- WORK TO BE COMPLETED:
Repeat the entries exactly but omit the pictures.

- Dataset items:
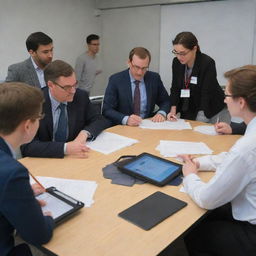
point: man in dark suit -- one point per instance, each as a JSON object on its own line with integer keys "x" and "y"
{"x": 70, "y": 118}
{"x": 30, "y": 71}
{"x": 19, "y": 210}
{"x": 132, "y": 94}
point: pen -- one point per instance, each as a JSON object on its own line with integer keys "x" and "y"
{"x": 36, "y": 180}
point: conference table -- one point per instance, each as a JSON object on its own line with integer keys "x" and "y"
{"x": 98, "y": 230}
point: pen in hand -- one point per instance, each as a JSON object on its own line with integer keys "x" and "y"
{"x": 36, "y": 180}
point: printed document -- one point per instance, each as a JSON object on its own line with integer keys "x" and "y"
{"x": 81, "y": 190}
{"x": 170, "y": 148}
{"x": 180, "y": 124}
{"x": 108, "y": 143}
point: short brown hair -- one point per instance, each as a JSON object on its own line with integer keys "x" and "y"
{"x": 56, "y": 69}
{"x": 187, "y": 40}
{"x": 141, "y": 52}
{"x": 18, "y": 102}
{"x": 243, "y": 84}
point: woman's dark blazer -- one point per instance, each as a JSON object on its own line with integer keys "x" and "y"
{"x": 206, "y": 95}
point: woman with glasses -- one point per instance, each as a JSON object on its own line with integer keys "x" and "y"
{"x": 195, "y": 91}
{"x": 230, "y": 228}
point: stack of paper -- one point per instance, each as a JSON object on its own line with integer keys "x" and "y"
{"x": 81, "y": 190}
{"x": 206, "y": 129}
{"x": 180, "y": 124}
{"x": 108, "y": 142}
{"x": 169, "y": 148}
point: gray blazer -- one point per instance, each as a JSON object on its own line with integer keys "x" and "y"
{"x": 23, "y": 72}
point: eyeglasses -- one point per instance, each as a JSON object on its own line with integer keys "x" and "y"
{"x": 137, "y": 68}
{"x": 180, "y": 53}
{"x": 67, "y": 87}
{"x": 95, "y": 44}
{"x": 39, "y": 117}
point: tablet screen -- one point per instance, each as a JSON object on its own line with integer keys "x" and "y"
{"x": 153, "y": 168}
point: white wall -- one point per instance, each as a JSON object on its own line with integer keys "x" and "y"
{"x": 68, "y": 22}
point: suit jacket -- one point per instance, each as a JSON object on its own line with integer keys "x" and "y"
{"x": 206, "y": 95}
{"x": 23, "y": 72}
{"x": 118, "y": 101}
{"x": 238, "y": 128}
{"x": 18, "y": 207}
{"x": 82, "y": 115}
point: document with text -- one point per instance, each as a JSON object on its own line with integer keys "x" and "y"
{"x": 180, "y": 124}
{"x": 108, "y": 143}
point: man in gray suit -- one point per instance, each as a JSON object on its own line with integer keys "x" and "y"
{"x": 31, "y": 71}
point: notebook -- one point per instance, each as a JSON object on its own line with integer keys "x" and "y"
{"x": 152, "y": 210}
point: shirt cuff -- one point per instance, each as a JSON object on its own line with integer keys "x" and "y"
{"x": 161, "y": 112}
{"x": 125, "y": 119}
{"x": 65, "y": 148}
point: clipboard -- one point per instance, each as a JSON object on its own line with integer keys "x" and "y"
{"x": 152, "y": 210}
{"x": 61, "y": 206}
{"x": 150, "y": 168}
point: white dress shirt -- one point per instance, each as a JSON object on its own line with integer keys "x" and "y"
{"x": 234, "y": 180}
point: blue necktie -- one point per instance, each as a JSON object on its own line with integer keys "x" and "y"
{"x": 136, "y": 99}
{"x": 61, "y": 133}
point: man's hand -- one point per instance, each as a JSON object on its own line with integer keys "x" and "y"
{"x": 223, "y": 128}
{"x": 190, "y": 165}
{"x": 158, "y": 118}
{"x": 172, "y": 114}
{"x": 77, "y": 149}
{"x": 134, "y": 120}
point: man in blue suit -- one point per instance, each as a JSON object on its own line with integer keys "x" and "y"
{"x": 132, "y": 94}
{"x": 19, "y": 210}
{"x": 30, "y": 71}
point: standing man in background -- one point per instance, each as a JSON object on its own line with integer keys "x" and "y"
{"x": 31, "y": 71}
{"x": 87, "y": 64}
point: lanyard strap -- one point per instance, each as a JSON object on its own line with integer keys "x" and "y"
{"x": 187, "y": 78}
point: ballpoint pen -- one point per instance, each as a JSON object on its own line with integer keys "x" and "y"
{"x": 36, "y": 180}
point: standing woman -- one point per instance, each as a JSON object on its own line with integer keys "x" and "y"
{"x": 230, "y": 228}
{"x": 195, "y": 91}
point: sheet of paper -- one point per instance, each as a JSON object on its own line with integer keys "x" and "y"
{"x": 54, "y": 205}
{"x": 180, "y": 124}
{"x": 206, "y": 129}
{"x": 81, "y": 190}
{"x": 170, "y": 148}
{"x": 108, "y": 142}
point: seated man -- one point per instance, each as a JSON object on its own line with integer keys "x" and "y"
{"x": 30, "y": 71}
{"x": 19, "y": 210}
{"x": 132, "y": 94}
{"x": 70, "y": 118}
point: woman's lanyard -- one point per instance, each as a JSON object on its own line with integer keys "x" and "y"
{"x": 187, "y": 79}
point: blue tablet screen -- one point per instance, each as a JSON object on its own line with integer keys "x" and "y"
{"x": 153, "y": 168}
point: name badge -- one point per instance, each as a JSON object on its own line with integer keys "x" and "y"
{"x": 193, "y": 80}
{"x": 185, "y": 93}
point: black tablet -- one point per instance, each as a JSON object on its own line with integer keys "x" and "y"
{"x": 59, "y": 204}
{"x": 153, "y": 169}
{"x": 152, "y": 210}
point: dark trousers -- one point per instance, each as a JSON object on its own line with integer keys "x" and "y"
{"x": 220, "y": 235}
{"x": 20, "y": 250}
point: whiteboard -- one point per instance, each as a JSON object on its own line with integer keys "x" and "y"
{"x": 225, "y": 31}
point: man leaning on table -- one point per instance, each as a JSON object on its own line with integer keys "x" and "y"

- RESULT:
point: man in dark suit -- one point per instance, each as a JSON object on its own line with integer keys "x" and "y"
{"x": 70, "y": 118}
{"x": 30, "y": 71}
{"x": 19, "y": 210}
{"x": 132, "y": 94}
point: pen -- one point per instance, each as a JSON object on its own line with integer keys "x" and "y"
{"x": 36, "y": 180}
point: conference table -- one point per instance, each as a JSON object on its own line with integer keys "x" and "y"
{"x": 98, "y": 230}
point: pen in hand -- one point per instance, each as a JSON object on its own line with integer keys "x" and "y"
{"x": 36, "y": 180}
point: printed document -- one point per instance, each as a JSON object on its own line with integer keys "x" and "y"
{"x": 81, "y": 190}
{"x": 170, "y": 148}
{"x": 180, "y": 124}
{"x": 108, "y": 143}
point: short brown hair -- one point per instance, each as a JSON object on its own line with integer keys "x" and "y"
{"x": 56, "y": 69}
{"x": 187, "y": 40}
{"x": 141, "y": 52}
{"x": 18, "y": 102}
{"x": 243, "y": 84}
point: woman's dark blazer -- one point per instance, each as a JSON object on its own line with integer keys "x" and "y"
{"x": 206, "y": 95}
point: woman with glasses -- one point per instance, each as a JSON object on its own line with integer keys "x" and "y"
{"x": 195, "y": 91}
{"x": 230, "y": 228}
point: stack of paper -- one point per instance, each as a JSON object on its own line with integer keys "x" and "y"
{"x": 81, "y": 190}
{"x": 206, "y": 129}
{"x": 180, "y": 124}
{"x": 108, "y": 142}
{"x": 169, "y": 148}
point: gray blazer -- one point per instance, each as a JSON object on its own line with integer keys "x" and "y"
{"x": 23, "y": 72}
point: eyeglasses -- one point per instance, each as a JSON object on its own line with integer keys "x" and "y"
{"x": 137, "y": 68}
{"x": 180, "y": 53}
{"x": 67, "y": 87}
{"x": 95, "y": 44}
{"x": 39, "y": 117}
point: tablet screen -- one point per instance, each as a JSON object on its own line with integer keys "x" and "y"
{"x": 153, "y": 168}
point: white wall -- one point per instance, each as a JSON object on its own line with integer keys "x" and "y"
{"x": 68, "y": 22}
point: suit jacket -- one point per instance, each as a JSON object on its own line with integer keys "x" and "y"
{"x": 206, "y": 95}
{"x": 23, "y": 72}
{"x": 118, "y": 101}
{"x": 238, "y": 128}
{"x": 18, "y": 207}
{"x": 82, "y": 115}
point: document with text -- one point per instance, each as a JSON object on its own line with integer keys "x" and "y"
{"x": 180, "y": 124}
{"x": 108, "y": 143}
point: man in gray suit -- one point per instance, each as a JSON object on its own line with integer keys "x" and "y"
{"x": 31, "y": 71}
point: notebook -- one point per instance, each as a JSON object on its own line with integer keys "x" and "y"
{"x": 152, "y": 210}
point: shirt cuff -- one point per instance, each as a JSON object on its own line with integer keys "x" and "y"
{"x": 161, "y": 112}
{"x": 125, "y": 119}
{"x": 65, "y": 148}
point: clipboard -- one point per instance, each as a JSON object on its own line with integer keys "x" and "y"
{"x": 152, "y": 210}
{"x": 61, "y": 206}
{"x": 150, "y": 168}
point: white dress shirt -- one point per instance, each as a JSON object on its own line with integer keys "x" and "y"
{"x": 234, "y": 180}
point: blue necktie -- one point per instance, each as a JSON object on its own line with integer keys "x" and "y"
{"x": 136, "y": 99}
{"x": 61, "y": 133}
point: man's hand -- one point per instance, each as a JSON object on its own line with integer keys "x" and "y"
{"x": 223, "y": 128}
{"x": 190, "y": 165}
{"x": 158, "y": 118}
{"x": 172, "y": 114}
{"x": 77, "y": 149}
{"x": 134, "y": 120}
point: man in blue suit -- one point per instance, each as a JSON object on its own line with integer keys "x" and "y"
{"x": 132, "y": 94}
{"x": 19, "y": 210}
{"x": 30, "y": 71}
point: standing man in background -- one point per instance, each as a JSON object on its own line with integer keys "x" and "y"
{"x": 31, "y": 71}
{"x": 87, "y": 64}
point: lanyard strap -- one point per instance, each as a JSON object on its own line with integer keys "x" and "y"
{"x": 187, "y": 78}
point: ballpoint pen -- one point per instance, each as a JSON object on its own line with integer keys "x" and "y"
{"x": 36, "y": 180}
point: standing woman -- one point per instance, each as a JSON object on its own line with integer keys "x" and "y"
{"x": 230, "y": 228}
{"x": 195, "y": 91}
point: sheet of paper -- one point per instance, each as a JSON object on its own line with integer keys "x" and "y"
{"x": 54, "y": 205}
{"x": 180, "y": 124}
{"x": 206, "y": 129}
{"x": 81, "y": 190}
{"x": 170, "y": 148}
{"x": 108, "y": 142}
point: seated man -- one point per instance, each as a JSON object on its own line with integer keys "x" and "y"
{"x": 30, "y": 71}
{"x": 19, "y": 210}
{"x": 132, "y": 94}
{"x": 70, "y": 118}
point: woman's lanyard -- one point per instance, each as a JSON object on its own line with integer keys "x" and "y"
{"x": 187, "y": 79}
point: blue tablet screen -- one point per instance, each as a JSON object on its own line with integer keys "x" and "y"
{"x": 153, "y": 168}
point: name badge -- one point per instance, each as a JSON object on its own line with integer keys "x" and "y"
{"x": 193, "y": 80}
{"x": 185, "y": 93}
point: black tablet -- one point per instance, each as a JSON object on its own line with integer keys "x" and "y"
{"x": 59, "y": 204}
{"x": 153, "y": 169}
{"x": 152, "y": 210}
point: dark trousers -- one point per instance, each as a JSON object on its own line with integer keys "x" and "y"
{"x": 220, "y": 235}
{"x": 20, "y": 250}
point: whiteboard -- one point per instance, each as a JSON object on its own line with integer keys "x" and "y"
{"x": 225, "y": 31}
point: man leaning on table -- one point per instance, each as a JSON object on its own line with integer keys "x" and "y"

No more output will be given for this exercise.